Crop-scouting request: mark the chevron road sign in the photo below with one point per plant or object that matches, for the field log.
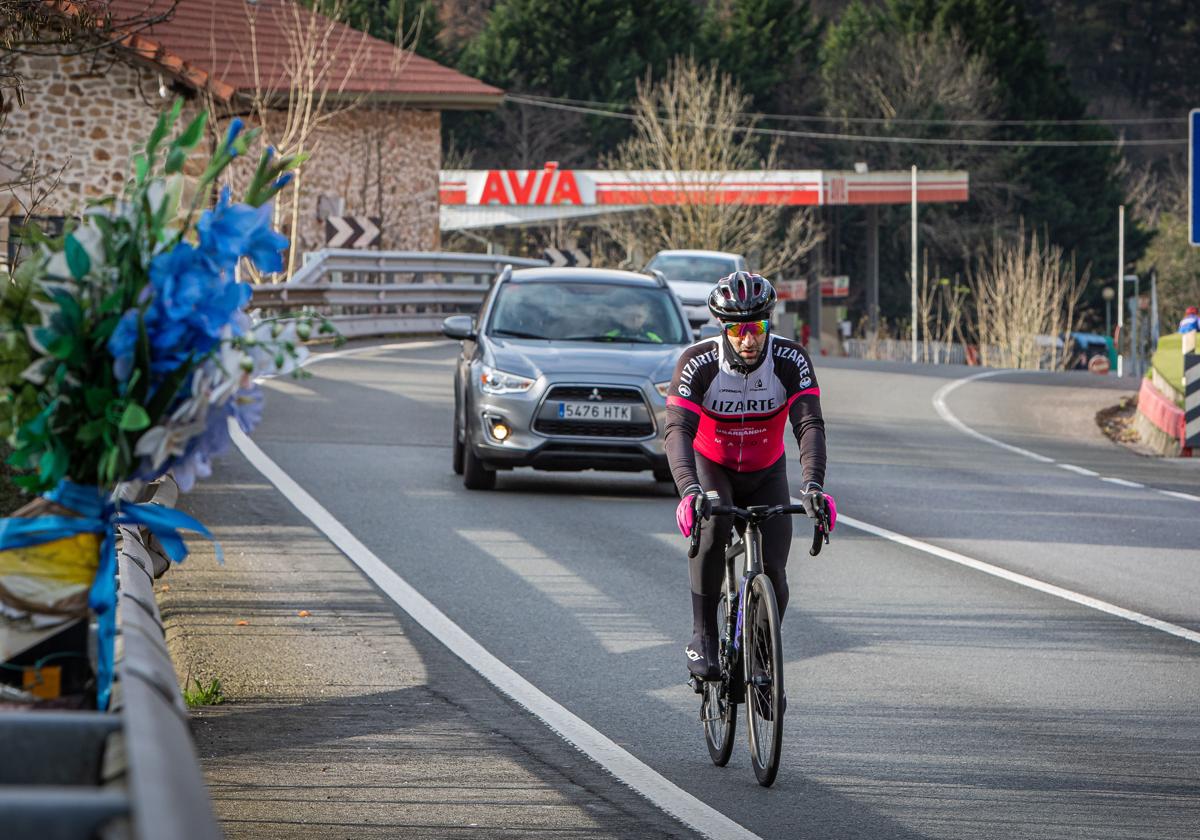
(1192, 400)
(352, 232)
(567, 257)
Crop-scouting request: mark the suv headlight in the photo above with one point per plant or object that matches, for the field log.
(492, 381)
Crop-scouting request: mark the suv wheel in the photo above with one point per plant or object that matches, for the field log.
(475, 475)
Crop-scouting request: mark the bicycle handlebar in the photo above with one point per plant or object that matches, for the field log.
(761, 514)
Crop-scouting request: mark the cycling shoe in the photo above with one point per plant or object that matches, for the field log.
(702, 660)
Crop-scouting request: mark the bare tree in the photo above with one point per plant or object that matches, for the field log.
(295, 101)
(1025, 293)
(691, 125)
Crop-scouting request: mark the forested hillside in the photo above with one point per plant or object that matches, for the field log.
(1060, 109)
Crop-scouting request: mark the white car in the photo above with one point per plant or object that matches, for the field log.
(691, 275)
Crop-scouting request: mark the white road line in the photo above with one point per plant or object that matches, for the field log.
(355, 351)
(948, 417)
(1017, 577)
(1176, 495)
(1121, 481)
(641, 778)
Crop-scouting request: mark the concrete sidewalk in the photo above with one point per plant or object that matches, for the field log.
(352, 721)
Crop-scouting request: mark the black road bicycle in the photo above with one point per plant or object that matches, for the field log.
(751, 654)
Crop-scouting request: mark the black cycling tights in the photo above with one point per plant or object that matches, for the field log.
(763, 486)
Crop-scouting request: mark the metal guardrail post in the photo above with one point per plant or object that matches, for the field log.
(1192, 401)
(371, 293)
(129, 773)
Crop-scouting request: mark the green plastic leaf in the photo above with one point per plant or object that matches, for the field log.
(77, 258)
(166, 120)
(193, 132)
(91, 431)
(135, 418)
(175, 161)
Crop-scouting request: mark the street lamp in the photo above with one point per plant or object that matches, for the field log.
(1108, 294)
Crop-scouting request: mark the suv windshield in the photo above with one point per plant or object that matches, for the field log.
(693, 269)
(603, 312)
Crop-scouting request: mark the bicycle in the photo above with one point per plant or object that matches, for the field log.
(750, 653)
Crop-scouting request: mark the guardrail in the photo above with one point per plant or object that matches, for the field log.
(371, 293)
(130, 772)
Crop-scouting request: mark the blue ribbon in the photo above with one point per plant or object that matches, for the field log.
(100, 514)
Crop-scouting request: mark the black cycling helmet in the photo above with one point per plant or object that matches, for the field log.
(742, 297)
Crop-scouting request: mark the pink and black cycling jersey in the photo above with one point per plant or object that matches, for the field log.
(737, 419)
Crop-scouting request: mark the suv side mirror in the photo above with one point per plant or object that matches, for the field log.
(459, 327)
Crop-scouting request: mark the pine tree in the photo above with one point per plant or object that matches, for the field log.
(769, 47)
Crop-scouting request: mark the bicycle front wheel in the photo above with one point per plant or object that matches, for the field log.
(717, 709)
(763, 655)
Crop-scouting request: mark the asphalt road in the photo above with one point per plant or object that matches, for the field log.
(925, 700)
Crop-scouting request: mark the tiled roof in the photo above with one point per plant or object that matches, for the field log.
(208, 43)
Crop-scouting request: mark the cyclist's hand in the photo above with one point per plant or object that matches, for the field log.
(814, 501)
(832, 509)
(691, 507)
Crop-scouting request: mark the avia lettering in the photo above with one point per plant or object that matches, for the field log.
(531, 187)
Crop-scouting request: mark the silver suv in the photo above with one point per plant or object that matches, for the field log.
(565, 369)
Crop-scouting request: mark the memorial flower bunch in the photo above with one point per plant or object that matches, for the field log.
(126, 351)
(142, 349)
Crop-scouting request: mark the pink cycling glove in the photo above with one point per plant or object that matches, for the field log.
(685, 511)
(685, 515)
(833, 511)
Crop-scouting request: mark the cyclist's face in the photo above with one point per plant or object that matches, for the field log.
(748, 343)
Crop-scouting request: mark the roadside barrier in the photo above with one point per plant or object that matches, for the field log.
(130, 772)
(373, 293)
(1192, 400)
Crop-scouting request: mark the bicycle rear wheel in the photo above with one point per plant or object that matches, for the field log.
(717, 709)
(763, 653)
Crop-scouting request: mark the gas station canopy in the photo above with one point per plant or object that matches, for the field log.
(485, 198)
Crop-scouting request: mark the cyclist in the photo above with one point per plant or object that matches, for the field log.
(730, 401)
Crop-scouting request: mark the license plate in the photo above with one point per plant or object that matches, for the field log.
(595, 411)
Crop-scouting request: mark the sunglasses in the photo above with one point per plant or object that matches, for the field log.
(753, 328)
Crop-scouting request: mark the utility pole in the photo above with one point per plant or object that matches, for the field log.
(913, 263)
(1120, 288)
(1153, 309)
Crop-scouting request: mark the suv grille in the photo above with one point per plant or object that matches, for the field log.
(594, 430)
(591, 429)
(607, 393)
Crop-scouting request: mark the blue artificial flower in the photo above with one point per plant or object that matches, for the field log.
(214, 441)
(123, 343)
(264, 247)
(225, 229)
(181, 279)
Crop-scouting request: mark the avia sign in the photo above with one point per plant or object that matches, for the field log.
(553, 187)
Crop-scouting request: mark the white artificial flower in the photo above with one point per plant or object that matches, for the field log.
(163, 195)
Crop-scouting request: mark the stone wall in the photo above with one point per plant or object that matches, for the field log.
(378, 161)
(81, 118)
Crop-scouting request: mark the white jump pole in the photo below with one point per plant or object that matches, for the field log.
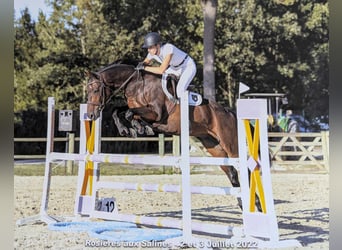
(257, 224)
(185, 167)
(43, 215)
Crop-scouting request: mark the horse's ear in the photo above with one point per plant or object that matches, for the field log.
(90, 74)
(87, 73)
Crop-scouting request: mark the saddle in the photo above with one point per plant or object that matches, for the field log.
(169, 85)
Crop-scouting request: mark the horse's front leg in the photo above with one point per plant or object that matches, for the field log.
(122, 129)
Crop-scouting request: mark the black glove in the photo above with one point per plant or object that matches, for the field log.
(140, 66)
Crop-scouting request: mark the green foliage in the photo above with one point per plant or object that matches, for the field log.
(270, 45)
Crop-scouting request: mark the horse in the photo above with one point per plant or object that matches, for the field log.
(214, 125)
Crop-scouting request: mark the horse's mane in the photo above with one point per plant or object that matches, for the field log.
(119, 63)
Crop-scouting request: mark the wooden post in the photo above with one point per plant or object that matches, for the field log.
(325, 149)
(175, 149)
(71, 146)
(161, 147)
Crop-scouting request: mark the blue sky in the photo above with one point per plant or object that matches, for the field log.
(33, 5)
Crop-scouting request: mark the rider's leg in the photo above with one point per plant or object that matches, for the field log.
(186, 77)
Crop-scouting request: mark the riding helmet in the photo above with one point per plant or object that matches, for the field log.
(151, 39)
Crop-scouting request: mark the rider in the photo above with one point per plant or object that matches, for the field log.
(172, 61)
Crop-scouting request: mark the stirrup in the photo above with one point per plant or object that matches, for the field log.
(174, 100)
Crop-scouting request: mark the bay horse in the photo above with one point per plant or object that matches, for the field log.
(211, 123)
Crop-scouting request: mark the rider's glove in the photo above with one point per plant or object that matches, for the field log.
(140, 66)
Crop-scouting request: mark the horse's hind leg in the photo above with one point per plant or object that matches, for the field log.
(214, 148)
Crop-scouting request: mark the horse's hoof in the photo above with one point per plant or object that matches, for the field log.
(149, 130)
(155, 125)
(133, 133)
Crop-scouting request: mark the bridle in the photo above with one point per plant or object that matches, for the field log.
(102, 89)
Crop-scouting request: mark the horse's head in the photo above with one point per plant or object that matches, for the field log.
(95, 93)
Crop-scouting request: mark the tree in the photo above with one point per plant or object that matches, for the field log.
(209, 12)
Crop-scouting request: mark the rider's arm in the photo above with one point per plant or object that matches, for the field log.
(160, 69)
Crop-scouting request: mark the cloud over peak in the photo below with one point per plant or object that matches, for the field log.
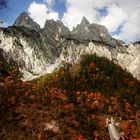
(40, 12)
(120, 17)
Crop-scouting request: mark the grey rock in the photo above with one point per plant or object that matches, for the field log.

==================================================

STATED PROBLEM -
The pictures stay out; repeat exactly the lines from the one with "Crop-scouting request: mark the tree" to the end of the entries above, and nothing else.

TASK RESULT -
Crop-scouting request: mark the tree in the photo above with one point per plant or object that matches, for the field log.
(209, 12)
Crop-scouting request: mark the rider's arm in the photo above with one point per plant or object that matches, for the field log.
(160, 69)
Crop-scouting request: mark the cloud over peak in the photo below with one point per plant or object that matches, for the field log.
(40, 12)
(120, 17)
Crop-scouting request: mark the grey rock in the photo above with one point per plant or object that matches, for the field log.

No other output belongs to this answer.